*** Task inputs ***
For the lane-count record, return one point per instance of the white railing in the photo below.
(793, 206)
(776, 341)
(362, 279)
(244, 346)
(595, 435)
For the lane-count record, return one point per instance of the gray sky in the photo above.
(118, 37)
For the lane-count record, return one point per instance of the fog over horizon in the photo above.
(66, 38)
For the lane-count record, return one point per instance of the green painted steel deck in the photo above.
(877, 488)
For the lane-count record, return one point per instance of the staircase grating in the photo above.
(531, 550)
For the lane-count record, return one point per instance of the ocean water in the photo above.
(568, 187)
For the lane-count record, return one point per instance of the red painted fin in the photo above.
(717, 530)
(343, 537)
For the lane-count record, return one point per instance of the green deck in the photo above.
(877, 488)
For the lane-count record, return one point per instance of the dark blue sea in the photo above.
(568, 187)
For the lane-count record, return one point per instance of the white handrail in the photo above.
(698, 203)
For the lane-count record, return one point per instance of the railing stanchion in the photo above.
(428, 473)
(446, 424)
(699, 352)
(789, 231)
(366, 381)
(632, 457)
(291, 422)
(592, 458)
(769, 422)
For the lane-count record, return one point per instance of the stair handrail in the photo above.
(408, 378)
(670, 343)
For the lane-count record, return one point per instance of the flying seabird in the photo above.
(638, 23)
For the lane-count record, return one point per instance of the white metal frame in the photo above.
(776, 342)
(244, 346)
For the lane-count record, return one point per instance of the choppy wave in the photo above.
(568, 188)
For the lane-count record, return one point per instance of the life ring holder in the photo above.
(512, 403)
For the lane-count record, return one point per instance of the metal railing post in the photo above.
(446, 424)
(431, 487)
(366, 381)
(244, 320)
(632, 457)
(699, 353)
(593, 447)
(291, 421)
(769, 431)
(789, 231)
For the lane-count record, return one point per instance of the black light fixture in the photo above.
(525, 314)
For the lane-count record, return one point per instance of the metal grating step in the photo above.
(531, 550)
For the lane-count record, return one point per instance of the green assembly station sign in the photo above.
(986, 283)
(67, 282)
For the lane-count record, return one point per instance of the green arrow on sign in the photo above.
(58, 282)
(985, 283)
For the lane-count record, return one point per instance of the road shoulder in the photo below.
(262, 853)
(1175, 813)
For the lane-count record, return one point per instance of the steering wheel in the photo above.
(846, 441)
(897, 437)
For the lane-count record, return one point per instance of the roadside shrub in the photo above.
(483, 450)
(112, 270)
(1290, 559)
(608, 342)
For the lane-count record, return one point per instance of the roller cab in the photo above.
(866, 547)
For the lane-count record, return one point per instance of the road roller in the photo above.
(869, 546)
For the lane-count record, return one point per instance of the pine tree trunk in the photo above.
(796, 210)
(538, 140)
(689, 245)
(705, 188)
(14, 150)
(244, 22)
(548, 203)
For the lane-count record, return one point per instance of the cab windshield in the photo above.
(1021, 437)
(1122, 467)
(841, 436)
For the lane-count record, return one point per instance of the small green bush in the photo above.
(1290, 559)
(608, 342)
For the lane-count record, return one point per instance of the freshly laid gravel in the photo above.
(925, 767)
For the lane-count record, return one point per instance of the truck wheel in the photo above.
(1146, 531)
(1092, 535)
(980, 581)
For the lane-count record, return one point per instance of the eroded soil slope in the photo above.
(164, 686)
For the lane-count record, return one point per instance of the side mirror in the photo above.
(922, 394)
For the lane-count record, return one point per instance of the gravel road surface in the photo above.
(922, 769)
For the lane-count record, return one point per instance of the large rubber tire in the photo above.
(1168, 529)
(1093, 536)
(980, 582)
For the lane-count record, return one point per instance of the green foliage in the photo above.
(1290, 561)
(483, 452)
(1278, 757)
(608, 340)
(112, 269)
*** End of Task inputs ***
Make a precise copy of the records in their entirety.

For the lane-count record, return one point per instance of the white railing in the photo below.
(793, 206)
(776, 341)
(362, 279)
(244, 346)
(595, 435)
For the lane-count record, return one point per instance of the gray sky in the photo above.
(118, 37)
For the lane-count record, return one point per instance of the fog over horizon in the photo above.
(66, 38)
For the lane-count record, return one point per instance of the green painted steel deck in the photo above.
(877, 488)
For the lane-count record, return one point per instance of the staircase grating in the photo above.
(531, 550)
For the lane-count record, return one point per instance of the ocean water in the photo above.
(568, 187)
For the lane-count record, return one point per instance of the red painted fin in the photo above.
(717, 530)
(343, 537)
For the lane-count record, return one point per instance of the green deck in the photo above.
(877, 488)
For the lane-count record, return one point per instance of the dark blue sea in the photo above.
(568, 187)
For the lane-count record, return one point per instance of the white handrail in the photo above.
(698, 203)
For the lane-count record, return one point per instance of the railing stanchion in the photo above.
(428, 473)
(446, 424)
(699, 352)
(789, 231)
(366, 381)
(632, 457)
(291, 422)
(592, 458)
(769, 422)
For the lane-count record, return one point per instance of the stair handrail in the photo above.
(408, 378)
(670, 343)
For the lane-count record, return one point per instance of the flying seabird in the photo above.
(638, 23)
For the lane-count record, return one point per instance of the white metal frame in the photo above.
(776, 342)
(244, 346)
For the lane-count record, return one point per instance of the choppy wave in the photo above.
(568, 188)
For the lane-count record, return one point per instance of the life ring holder in the photo above.
(512, 403)
For the lane-count record, return one point per instance of the metal railing post in the photo above.
(446, 424)
(431, 487)
(366, 381)
(244, 320)
(632, 457)
(699, 353)
(593, 447)
(291, 421)
(769, 431)
(789, 231)
For the lane-count record, return one point per instance of the black light fixture in the photo above.
(525, 314)
For the lane-count record, return one point per instance of the metal grating step in the photo above.
(531, 550)
For the lane-count record, return one point per instance of the green assembly station sign in the photo above.
(986, 283)
(67, 282)
For the lane-count record, return one point per instance of the green arrow on sign in the photo above.
(58, 282)
(985, 283)
For the lane-count record, return one point per instance of the road shoulder in the photo below.
(262, 853)
(1175, 813)
For the lane-count record, return one point per instance of the steering wheel in the photo above.
(846, 441)
(897, 437)
For the lane-count record, return one point per instance of the roadside shrub in the photo above.
(483, 450)
(112, 270)
(1290, 559)
(608, 342)
For the lane-count record, return one point per instance of the roller cab in the photo above.
(866, 547)
For the lane-count record, return one point per instance of the road roller in the photo above.
(869, 546)
For the lane-count record, return one point per instance of the pine tree trunk in the photo above.
(796, 210)
(538, 140)
(689, 245)
(705, 188)
(14, 150)
(244, 22)
(548, 203)
For the lane-count record, return one point per instance of the cab windshield in the photo above.
(1021, 437)
(1122, 467)
(841, 436)
For the lane-count record, return one point per instance of the small green bush in the photo above.
(1290, 559)
(608, 342)
For the lane-count record, return one point per instance of the freshly laid gravel in the photo above.
(925, 767)
For the lane-count record, return one point per instance of the truck wheel in the photo above.
(1146, 531)
(1092, 535)
(980, 581)
For the lane-count record, return one point per instance of the eroded soil slope in the photo above.
(164, 686)
For the lane-count record, return one point per instance of the side mirror in the photo above.
(922, 394)
For the lane-count record, return one point per instance of the gravel road surface in the photo above.
(922, 769)
For the lane-count record, return one point per instance of the large rubber tire in the photo above.
(1168, 529)
(1093, 536)
(980, 582)
For the lane-count record, return one point per instance of the green foliage in the photo above.
(1290, 561)
(483, 452)
(1278, 757)
(608, 340)
(112, 269)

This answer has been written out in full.